# Description of the task:
Output the part of the data that begins with the line containing "Object detection labeling — target class: glass" and ends with the line containing "350 345 425 420", both included, as a JSON list of strings with one string per line and blank lines omitted.

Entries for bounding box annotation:
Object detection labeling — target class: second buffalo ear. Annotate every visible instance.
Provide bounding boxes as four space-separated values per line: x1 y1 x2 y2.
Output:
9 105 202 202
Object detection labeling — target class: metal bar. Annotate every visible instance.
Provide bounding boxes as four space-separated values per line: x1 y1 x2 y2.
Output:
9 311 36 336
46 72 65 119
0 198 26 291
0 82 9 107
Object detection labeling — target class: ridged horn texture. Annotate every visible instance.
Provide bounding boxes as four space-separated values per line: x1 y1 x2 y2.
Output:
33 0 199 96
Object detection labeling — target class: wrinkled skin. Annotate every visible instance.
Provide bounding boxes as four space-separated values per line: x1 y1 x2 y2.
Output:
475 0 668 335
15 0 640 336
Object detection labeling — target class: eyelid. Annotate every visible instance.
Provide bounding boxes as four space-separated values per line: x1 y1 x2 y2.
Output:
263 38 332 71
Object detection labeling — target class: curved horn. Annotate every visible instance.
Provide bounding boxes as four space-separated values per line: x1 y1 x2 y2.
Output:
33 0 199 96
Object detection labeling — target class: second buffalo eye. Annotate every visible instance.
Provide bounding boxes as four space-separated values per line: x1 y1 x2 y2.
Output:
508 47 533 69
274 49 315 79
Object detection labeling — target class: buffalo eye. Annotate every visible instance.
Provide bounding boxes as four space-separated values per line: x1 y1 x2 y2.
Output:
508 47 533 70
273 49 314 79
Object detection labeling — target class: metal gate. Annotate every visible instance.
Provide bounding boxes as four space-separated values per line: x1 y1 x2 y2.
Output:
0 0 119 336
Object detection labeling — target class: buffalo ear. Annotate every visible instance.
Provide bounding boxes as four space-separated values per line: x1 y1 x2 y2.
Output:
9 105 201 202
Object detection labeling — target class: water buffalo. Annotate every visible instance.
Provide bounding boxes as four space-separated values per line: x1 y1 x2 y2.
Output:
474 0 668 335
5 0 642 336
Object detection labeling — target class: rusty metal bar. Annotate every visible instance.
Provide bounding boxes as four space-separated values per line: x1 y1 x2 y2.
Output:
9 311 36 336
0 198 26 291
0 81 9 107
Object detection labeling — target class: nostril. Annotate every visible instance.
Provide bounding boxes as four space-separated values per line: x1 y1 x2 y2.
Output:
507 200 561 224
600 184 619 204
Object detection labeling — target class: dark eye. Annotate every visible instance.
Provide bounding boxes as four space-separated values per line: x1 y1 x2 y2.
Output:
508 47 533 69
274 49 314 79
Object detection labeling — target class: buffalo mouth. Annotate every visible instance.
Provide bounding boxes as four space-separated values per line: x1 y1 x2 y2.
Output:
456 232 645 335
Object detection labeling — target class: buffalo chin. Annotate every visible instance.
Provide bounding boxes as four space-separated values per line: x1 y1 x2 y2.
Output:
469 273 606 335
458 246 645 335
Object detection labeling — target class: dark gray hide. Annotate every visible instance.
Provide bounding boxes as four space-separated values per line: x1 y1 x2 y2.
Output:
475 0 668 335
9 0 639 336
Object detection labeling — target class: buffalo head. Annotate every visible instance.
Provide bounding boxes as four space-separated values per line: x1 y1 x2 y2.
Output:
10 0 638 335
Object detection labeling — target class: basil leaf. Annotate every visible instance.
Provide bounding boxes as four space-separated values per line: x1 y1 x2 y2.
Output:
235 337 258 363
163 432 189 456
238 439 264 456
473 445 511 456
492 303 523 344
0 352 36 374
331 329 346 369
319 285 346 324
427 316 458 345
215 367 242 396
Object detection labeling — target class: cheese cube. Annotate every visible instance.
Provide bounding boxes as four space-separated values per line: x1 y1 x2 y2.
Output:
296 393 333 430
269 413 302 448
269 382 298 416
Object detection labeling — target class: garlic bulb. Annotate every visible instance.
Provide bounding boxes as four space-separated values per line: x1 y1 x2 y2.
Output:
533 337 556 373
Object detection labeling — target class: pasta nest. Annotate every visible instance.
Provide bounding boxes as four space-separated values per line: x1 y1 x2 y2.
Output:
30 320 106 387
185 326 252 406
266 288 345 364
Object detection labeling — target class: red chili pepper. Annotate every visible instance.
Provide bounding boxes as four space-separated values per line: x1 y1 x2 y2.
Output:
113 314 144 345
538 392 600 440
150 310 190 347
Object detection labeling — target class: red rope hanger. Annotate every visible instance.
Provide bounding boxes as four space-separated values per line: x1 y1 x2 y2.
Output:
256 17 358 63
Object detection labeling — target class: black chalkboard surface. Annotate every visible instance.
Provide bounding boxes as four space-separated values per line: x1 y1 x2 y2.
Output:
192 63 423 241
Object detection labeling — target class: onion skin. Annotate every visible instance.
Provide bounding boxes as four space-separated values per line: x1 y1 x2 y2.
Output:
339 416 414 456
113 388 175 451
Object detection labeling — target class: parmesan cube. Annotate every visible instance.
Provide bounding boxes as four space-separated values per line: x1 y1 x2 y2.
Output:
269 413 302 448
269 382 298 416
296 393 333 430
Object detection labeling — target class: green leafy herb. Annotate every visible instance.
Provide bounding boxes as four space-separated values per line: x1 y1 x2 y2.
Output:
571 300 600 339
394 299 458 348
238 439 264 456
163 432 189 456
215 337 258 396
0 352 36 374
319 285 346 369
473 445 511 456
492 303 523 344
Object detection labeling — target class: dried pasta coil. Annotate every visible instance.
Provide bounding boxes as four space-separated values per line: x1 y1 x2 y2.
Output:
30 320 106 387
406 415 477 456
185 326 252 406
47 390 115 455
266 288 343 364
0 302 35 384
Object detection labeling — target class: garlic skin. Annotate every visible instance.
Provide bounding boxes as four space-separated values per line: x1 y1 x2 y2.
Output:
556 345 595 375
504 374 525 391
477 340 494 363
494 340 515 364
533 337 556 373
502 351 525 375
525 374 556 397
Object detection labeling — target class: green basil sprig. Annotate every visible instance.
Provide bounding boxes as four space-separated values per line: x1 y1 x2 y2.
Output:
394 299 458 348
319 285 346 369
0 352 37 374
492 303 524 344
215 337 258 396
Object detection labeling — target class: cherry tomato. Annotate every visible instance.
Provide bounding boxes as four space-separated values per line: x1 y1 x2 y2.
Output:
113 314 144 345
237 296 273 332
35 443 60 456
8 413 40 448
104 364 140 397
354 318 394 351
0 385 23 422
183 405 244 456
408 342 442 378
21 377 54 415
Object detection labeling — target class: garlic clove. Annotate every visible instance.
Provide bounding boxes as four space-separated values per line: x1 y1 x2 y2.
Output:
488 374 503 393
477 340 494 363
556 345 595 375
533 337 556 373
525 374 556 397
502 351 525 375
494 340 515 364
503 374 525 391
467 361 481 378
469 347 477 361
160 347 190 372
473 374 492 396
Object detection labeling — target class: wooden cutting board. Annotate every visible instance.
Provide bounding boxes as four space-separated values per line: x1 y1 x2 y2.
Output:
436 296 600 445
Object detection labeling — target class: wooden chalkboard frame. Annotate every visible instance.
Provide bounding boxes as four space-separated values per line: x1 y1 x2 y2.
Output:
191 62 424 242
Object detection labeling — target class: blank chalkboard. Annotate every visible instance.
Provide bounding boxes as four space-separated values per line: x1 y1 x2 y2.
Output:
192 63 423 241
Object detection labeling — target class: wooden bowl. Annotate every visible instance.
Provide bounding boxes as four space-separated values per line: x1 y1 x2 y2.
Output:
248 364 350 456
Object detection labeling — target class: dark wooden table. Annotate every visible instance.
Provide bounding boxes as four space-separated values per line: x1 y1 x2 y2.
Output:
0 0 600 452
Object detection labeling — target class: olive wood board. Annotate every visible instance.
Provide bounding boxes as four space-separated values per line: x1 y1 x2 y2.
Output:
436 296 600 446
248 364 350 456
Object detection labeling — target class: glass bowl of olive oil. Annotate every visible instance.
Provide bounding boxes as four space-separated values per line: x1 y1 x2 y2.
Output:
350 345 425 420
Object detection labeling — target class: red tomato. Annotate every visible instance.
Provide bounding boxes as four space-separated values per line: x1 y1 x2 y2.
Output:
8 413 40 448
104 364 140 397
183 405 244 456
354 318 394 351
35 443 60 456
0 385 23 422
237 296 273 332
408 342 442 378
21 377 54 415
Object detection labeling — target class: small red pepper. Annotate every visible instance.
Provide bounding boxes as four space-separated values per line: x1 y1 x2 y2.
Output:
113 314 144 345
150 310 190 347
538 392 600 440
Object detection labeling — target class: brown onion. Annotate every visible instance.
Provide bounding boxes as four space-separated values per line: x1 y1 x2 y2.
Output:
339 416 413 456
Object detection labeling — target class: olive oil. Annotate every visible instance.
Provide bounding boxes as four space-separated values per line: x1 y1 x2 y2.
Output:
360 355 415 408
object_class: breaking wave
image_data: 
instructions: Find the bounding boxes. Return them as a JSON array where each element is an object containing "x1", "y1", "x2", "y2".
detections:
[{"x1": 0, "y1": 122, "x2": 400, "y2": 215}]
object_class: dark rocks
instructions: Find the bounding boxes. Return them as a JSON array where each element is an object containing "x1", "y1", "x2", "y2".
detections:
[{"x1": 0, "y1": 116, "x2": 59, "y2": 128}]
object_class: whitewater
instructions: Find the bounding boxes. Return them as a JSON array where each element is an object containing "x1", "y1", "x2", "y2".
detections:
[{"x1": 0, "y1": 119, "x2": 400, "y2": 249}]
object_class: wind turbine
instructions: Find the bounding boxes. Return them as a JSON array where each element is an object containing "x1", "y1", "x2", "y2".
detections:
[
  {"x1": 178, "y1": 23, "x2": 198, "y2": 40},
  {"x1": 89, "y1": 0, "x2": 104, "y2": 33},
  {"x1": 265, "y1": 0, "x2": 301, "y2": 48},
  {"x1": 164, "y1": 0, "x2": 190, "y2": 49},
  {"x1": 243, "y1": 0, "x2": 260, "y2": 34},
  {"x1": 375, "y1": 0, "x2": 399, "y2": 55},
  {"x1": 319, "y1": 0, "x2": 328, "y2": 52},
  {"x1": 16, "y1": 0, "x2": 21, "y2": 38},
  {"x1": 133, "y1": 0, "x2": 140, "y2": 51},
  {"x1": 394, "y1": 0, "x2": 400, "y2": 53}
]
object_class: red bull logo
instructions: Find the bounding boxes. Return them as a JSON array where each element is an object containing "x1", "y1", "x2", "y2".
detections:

# Solution for this task:
[
  "Object detection labeling — target class: glass bowl of olive oil. Annotate every visible instance.",
  "Provide bounding boxes as four space-separated values per line: x1 y1 x2 y2.",
  "Output:",
  "350 345 425 420"
]